*** Begin section ***

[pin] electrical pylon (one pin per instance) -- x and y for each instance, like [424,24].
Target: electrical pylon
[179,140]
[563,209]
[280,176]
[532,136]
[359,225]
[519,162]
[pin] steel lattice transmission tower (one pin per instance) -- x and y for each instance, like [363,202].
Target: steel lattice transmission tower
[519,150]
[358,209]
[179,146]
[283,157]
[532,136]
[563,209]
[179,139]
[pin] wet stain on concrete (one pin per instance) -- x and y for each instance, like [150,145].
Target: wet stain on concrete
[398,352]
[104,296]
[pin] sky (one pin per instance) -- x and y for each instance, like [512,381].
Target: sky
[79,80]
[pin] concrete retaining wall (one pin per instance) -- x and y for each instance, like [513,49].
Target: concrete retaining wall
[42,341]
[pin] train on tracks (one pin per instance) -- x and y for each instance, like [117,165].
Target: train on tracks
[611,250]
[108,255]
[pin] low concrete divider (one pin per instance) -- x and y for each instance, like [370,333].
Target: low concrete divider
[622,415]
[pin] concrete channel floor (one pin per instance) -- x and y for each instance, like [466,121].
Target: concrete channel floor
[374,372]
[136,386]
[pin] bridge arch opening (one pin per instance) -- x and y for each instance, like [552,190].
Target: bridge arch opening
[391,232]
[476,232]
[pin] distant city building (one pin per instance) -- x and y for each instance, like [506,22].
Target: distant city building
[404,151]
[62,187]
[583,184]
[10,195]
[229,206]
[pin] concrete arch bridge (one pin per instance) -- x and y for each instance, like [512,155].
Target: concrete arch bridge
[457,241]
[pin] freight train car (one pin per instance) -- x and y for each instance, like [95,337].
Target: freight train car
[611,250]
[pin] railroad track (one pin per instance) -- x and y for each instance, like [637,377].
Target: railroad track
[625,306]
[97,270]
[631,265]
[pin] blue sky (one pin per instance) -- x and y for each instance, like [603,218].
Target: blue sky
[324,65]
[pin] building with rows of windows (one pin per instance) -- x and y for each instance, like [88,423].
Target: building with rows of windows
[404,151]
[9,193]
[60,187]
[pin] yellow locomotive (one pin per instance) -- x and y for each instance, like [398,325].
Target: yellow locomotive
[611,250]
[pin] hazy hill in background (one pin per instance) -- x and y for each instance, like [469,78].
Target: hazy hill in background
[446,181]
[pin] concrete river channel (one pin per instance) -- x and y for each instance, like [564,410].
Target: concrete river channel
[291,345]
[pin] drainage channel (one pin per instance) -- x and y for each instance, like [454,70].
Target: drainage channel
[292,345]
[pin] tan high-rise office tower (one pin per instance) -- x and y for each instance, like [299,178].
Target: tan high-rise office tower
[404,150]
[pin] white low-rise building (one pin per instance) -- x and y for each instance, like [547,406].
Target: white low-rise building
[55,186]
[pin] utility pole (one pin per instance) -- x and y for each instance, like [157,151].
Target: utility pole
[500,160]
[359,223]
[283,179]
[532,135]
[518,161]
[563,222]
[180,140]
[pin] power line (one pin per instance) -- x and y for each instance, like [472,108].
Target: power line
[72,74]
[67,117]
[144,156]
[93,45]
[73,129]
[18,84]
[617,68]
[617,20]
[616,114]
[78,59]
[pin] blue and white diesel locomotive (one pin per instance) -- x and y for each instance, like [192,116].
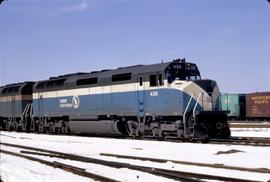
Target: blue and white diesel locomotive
[160,100]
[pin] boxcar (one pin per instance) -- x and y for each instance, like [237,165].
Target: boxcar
[258,106]
[235,105]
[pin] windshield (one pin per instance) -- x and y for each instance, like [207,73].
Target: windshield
[183,72]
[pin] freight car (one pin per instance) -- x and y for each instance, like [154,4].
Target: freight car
[258,106]
[160,100]
[247,107]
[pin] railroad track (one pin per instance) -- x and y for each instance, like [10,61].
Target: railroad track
[170,174]
[247,141]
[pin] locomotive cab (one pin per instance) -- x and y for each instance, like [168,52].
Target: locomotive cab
[202,115]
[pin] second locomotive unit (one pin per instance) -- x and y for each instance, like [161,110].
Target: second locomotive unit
[160,100]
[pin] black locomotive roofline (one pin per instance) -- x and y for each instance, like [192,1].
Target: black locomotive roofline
[111,77]
[17,88]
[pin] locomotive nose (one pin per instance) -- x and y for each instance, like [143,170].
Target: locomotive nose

*** End section ***

> WORK TO BE COMPLETED
Write out each line of the data that holds the string "nose".

> REPLY
[pin] locomotive nose (one pin per instance) -- x and y for each instance, like [143,170].
Target: locomotive nose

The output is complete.